__Data for analysis__.
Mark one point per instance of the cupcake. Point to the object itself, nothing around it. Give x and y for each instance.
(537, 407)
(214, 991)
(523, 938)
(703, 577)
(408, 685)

__What to do__. Print all of the lines above so that each one matches its original exactly.

__Result for this task__.
Mark one point per instance of the cupcake. Point to the object itself, nothing around it. Give x and y for each instance.
(537, 407)
(214, 991)
(523, 938)
(703, 577)
(408, 685)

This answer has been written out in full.